*TASK DIRECTIONS*: Print every record below exactly as it stands.

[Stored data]
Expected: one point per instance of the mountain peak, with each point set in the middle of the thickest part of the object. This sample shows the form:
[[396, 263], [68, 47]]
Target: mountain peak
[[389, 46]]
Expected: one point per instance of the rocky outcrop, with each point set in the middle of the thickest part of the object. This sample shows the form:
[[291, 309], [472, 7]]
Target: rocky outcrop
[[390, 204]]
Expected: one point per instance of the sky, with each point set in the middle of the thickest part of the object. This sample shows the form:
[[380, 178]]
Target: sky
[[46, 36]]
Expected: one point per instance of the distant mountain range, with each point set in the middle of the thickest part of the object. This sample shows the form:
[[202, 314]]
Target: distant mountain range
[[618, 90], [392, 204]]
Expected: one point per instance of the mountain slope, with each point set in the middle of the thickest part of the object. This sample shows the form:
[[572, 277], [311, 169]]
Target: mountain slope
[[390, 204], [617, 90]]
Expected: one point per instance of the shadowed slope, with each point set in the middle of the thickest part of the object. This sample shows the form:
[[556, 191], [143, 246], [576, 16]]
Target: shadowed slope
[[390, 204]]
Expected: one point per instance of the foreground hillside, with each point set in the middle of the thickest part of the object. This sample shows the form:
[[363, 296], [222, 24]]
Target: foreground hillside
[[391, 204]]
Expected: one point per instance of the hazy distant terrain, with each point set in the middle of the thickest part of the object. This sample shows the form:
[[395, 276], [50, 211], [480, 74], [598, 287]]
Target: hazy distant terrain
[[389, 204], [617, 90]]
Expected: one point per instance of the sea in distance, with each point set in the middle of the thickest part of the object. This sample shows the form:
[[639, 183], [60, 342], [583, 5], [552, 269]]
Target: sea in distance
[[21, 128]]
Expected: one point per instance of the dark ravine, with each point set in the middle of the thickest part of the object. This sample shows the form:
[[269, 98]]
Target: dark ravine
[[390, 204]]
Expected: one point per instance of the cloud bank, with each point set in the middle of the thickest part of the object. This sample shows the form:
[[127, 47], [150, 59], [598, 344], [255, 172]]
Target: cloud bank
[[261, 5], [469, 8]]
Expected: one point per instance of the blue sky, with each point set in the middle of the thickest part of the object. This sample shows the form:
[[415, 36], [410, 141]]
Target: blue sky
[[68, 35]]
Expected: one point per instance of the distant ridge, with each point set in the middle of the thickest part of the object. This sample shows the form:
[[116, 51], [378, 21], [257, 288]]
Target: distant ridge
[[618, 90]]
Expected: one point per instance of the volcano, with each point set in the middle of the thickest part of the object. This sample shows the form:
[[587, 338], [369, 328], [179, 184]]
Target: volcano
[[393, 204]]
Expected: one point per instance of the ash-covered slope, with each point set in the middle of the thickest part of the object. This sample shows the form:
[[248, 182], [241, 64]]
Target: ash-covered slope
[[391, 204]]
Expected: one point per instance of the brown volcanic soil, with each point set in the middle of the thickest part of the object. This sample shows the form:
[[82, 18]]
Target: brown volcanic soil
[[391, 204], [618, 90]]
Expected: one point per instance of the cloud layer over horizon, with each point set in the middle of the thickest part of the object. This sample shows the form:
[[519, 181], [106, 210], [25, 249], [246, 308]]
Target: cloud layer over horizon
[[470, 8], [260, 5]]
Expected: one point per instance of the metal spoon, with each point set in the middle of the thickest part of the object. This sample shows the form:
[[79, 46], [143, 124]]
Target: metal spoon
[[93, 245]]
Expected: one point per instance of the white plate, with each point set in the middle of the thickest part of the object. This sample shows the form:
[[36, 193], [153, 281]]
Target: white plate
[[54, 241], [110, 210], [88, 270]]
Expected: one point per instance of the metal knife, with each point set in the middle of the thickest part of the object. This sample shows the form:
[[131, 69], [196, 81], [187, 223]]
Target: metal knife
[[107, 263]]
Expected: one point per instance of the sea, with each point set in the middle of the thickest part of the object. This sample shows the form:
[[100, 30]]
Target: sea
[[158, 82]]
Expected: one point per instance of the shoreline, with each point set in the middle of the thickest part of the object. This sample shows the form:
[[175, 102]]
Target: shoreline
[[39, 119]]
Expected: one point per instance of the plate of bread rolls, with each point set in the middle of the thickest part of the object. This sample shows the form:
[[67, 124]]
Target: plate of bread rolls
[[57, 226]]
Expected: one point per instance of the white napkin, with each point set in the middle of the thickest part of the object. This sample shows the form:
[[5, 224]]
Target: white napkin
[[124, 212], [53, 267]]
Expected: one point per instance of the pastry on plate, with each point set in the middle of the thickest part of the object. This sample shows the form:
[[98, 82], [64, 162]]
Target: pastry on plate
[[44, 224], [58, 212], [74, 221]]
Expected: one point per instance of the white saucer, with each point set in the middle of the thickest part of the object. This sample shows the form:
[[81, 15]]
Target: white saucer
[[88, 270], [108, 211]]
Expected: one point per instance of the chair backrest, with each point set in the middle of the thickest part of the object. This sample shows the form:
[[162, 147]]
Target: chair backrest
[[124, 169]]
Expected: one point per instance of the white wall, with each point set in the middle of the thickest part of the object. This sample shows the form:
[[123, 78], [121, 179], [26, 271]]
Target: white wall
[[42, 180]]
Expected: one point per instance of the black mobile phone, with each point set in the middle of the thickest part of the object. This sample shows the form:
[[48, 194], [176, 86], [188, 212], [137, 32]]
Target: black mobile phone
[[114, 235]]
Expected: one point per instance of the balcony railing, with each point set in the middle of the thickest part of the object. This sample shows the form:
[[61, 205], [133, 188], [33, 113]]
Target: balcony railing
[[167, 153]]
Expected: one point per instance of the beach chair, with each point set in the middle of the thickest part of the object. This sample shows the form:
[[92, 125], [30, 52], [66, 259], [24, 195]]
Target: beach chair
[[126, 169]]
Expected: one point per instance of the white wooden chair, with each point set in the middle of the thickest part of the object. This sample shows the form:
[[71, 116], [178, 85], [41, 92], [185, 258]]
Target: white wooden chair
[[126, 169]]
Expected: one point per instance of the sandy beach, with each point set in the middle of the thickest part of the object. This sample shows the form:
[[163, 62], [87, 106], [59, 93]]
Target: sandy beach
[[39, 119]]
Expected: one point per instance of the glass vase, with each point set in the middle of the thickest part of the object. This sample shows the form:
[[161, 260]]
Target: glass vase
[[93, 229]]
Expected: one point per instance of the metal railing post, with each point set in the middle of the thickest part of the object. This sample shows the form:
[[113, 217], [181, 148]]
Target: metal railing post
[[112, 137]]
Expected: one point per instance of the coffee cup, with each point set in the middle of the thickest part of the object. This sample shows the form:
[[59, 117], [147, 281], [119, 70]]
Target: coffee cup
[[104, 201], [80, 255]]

*TASK RESPONSE*:
Expected: one point per instance of the mountain peak, with each point set in the middle of the thickest part of the object. This sample shows the form:
[[396, 263], [68, 47]]
Target: mountain peak
[[389, 46]]
Expected: one point per instance of the rocky outcrop, with each point set in the middle of the thickest part of the object. This sample shows the form:
[[291, 309], [472, 7]]
Target: rocky outcrop
[[390, 204]]
Expected: one point per instance of the sky, with each point set in the middle of the thickest part of the object. This sample shows the form:
[[380, 178]]
Target: sky
[[46, 36]]
Expected: one point per instance of the distant mountain range, with each point set in the middle of the thickest part of the object. This sample shows the form:
[[202, 314]]
Target: distant mountain range
[[618, 90], [392, 204]]
Expected: one point per instance of the mountain slope, with each point set in the middle of the thickest part of the object. This sample shows the form:
[[572, 277], [311, 169]]
Target: mountain slope
[[390, 204], [617, 90]]
Expected: one point per instance of the shadowed slope, with each point set in the middle of the thickest part of the object. This sample shows the form:
[[556, 191], [143, 246], [576, 16]]
Target: shadowed slope
[[390, 204]]
Expected: one point per instance of the foreground hillside, with each point set in the middle of the thickest part of the object. This sample shows the form:
[[363, 296], [222, 24]]
Target: foreground hillside
[[391, 204]]
Expected: one point per instance of the hazy distant terrain, with each point set in the middle of the thickest part of the object. This sample shows the form:
[[395, 276], [50, 211], [480, 74], [598, 287]]
Target: hazy distant terrain
[[389, 204], [617, 90]]
Expected: one point per instance of the sea in distance, with each point set in the middle of the thickest part of the object. This sample shows the form:
[[639, 183], [60, 342], [583, 5], [552, 269]]
Target: sea in distance
[[21, 128]]
Expected: one point per instance of the dark ravine, with each point set in the middle of the thickest part of the object. This sample shows the form:
[[269, 98]]
Target: dark ravine
[[390, 204]]
Expected: one point per instance of the cloud bank, with each point set in the middle of the thickest part of the object. This sample shows the form:
[[127, 47], [150, 59], [598, 344], [255, 172]]
Target: cloud bank
[[261, 5], [469, 8]]
Expected: one point per instance of the blue sky, with each point set in the middle of the thickest part of the object. This sample shows the form:
[[415, 36], [410, 141]]
Target: blue sky
[[68, 35]]
Expected: one point per instance of the distant ridge, with each point set in the middle of the thickest part of the object. This sample shows the form:
[[116, 51], [378, 21], [257, 288]]
Target: distant ridge
[[618, 90]]
Expected: one point per instance of the volcano, with each point set in the middle of the thickest part of the object. This sample shows the form:
[[587, 338], [369, 328], [179, 184]]
Target: volcano
[[393, 204]]
Expected: one point per instance of the ash-covered slope, with each point set in the middle of the thickest part of the object. This sample shows the form:
[[248, 182], [241, 64]]
Target: ash-covered slope
[[391, 204]]
Expected: one point per instance of the brown volcanic soil, with each point set in the middle of the thickest part of the object. This sample shows the form:
[[82, 18]]
Target: brown volcanic soil
[[391, 204], [618, 90]]
Expected: one point per instance of the cloud layer over horizon, with each point set in the middle of the thickest part of the object. This sample shows the form:
[[519, 181], [106, 210], [25, 249], [246, 308]]
Target: cloud layer over horizon
[[470, 8], [260, 5]]
Expected: one point per instance of the metal spoon, with each point set in the middle of the thickest part of the object. This sample shows the form:
[[79, 46], [143, 124]]
Target: metal spoon
[[93, 245]]
Expected: one point per instance of the white plate, with each point set in the middle of the thickest part of the object. This sample shows the form:
[[36, 193], [153, 281]]
Target: white plate
[[54, 241], [110, 210], [88, 270]]
Expected: one point per instance of the metal knife, with each point set in the middle of the thickest part of the object. This sample shows the form:
[[131, 69], [196, 81], [187, 223]]
Target: metal knife
[[107, 263]]
Expected: one point per instance of the sea, with each point set in the middle of the thickest part of the object. This sample shows the form:
[[100, 30]]
Target: sea
[[158, 82]]
Expected: one point per instance of the shoreline, with each point set in the middle of the thickest part of the object. This sample shows the form:
[[175, 102]]
Target: shoreline
[[39, 119]]
Expected: one point per instance of the plate of bread rolls, with each point set in the middle of the thickest part of the object. This sample shows the form:
[[67, 124]]
Target: plate of bread rolls
[[57, 226]]
Expected: one point per instance of the white napkin, with each point set in the middle of the thickest part of the object. This sample shows the form:
[[5, 224]]
Target: white napkin
[[124, 212], [53, 267]]
Expected: one point per instance of the pastry on plate, with each point set in the middle of the thickest part of the object. This sample shows the form:
[[98, 82], [64, 162]]
Target: pastry on plate
[[44, 224], [58, 212], [74, 221]]
Expected: one point per instance of the white saucer, with each point set in the middle of the thickest part of the object. This sample shows the form:
[[81, 15]]
Target: white saucer
[[88, 270], [108, 211]]
Expected: one point per instance of the chair backrest, with each point set in the middle of the thickest part of the object. This sample shows the form:
[[162, 147]]
Target: chair backrest
[[124, 169]]
Expected: one point per instance of the white wall, with each point set in the middle of the thickest part of the object. This sample shows the form:
[[123, 78], [121, 179], [26, 271]]
Target: white wall
[[42, 180]]
Expected: one point per instance of the black mobile phone, with each point set in the middle of the thickest part of the object. This sample shows the form:
[[48, 194], [176, 86], [188, 212], [137, 32]]
Target: black mobile phone
[[114, 235]]
Expected: one point per instance of the balcony railing, with each point set in the middle of the thickest part of the object. This sample shows the form:
[[61, 205], [133, 188], [33, 113]]
Target: balcony railing
[[167, 153]]
Expected: one point per instance of the beach chair, with each point set in the middle of the thickest part of the object. This sample shows the form:
[[92, 125], [30, 52], [66, 259], [24, 195]]
Target: beach chair
[[126, 169]]
Expected: one point per instance of the white wooden chair, with each point set in the middle of the thickest part of the object. This sample shows the form:
[[71, 116], [178, 85], [41, 92], [185, 258]]
Target: white wooden chair
[[126, 169]]
Expected: one point per instance of the sandy beach, with each point set in the middle of the thickest part of the object. This sample shows the form:
[[163, 62], [87, 106], [59, 93]]
Target: sandy beach
[[39, 119]]
Expected: one point per instance of the glass vase, with each point set in the middle of the thickest part of the object. This sample shows the form:
[[161, 260]]
Target: glass vase
[[93, 229]]
Expected: one point per instance of the metal railing post, with each point set in the middle of the thickest part of the object. This sample shows the form:
[[113, 217], [181, 148]]
Target: metal railing post
[[112, 137]]
Expected: one point per instance of the coffee cup, with each point set in the middle of the thickest part of the object. This sample shows the form:
[[59, 117], [147, 281], [119, 70]]
Target: coffee cup
[[104, 201], [80, 255]]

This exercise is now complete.